THE EXERCISE:
Retype only what runs from the line that contains "Where can you see the tree" through the last line of the listing below, both lines included.

+ + +

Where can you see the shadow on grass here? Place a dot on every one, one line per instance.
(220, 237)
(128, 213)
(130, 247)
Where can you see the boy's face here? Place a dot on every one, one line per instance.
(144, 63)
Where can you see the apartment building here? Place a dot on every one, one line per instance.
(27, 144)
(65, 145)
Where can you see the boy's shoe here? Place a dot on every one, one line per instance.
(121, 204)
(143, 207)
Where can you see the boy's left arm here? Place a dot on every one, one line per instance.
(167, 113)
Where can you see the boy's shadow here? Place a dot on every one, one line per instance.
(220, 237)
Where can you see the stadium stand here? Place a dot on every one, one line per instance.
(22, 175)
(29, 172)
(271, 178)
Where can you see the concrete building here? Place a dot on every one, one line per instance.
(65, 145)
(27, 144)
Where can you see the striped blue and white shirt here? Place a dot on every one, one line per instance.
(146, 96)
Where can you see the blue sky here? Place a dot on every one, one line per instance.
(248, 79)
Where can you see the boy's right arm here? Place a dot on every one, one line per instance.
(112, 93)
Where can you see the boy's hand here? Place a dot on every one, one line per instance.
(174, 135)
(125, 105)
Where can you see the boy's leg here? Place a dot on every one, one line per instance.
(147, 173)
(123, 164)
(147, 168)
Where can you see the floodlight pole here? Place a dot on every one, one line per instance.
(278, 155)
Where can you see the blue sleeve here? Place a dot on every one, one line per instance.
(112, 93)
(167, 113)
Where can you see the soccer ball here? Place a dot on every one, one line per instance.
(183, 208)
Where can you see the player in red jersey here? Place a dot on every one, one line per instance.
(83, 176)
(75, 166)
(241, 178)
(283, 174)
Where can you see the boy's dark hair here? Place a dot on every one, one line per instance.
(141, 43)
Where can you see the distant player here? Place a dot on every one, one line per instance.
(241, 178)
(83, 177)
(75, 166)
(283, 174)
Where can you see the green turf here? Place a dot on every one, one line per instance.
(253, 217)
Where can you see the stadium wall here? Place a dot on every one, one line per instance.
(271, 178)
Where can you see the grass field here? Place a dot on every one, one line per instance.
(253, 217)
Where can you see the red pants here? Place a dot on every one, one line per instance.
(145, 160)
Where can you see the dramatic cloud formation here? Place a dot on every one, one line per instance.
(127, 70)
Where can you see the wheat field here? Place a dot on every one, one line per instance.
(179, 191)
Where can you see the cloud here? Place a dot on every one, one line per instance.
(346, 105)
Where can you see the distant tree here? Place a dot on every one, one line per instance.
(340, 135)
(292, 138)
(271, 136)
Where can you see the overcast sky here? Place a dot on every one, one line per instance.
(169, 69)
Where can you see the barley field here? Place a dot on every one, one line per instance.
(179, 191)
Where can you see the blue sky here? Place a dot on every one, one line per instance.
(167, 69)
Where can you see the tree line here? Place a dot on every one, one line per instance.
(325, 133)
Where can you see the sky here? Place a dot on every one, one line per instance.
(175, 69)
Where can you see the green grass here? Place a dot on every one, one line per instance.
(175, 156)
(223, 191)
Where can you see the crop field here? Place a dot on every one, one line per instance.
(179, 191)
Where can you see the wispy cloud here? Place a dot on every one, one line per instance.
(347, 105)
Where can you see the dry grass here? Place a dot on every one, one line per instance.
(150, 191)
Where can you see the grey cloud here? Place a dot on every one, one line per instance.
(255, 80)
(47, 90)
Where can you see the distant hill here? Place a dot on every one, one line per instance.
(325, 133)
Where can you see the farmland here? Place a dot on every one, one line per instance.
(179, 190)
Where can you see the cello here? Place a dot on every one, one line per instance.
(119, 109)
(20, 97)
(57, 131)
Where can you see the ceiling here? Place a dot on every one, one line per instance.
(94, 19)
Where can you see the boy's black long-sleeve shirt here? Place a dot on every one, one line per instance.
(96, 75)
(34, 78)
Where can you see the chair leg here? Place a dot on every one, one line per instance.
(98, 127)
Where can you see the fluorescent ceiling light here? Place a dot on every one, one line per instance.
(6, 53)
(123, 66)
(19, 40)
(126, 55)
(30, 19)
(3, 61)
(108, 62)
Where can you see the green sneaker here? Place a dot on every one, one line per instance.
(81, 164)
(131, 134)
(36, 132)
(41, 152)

+ + +

FULL SOLUTION:
Where can you see the tree line here? Place a dot on every one, one line per instance.
(325, 133)
Where can you see the sky here? Place a dot on every one, one line per instance.
(175, 69)
Where can you see the green grass here? Place a dot on every one, one line per instance.
(175, 156)
(223, 191)
Where can you see the crop field here? Place a dot on every one, one line per instance.
(179, 191)
Where can you see the wispy cloud here? Place a dot on every one, one line per instance.
(347, 105)
Where can you see the dry grass here? Place a dot on every one, one line per instance.
(150, 191)
Where can you see the grey cloud here? Place a dot on every one, one line per instance.
(255, 80)
(47, 90)
Where can you see the distant hill here? Place a dot on every one, one line per instance.
(325, 133)
Where can you see the farmland here? Place a dot on every one, one line per instance.
(179, 190)
Where can you see the cello here? Place a dot on every one, one line per instance.
(119, 109)
(20, 97)
(57, 131)
Where can you see the ceiling here? Place a dot on every one, one line per instance.
(94, 19)
Where can you see the boy's black long-sleeve shirt here? Place a dot on every one, one line per instance.
(96, 75)
(34, 78)
Where can you see the chair leg here? Place a dot on every one, one line per instance.
(98, 127)
Where can you see the fluorescent ceiling light here? Place a dot on every one, one line per instance.
(6, 53)
(123, 66)
(19, 40)
(126, 55)
(30, 19)
(3, 61)
(108, 62)
Where can you see the green sneaker here? Place a dot on every one, one line per instance.
(81, 164)
(131, 134)
(36, 132)
(41, 152)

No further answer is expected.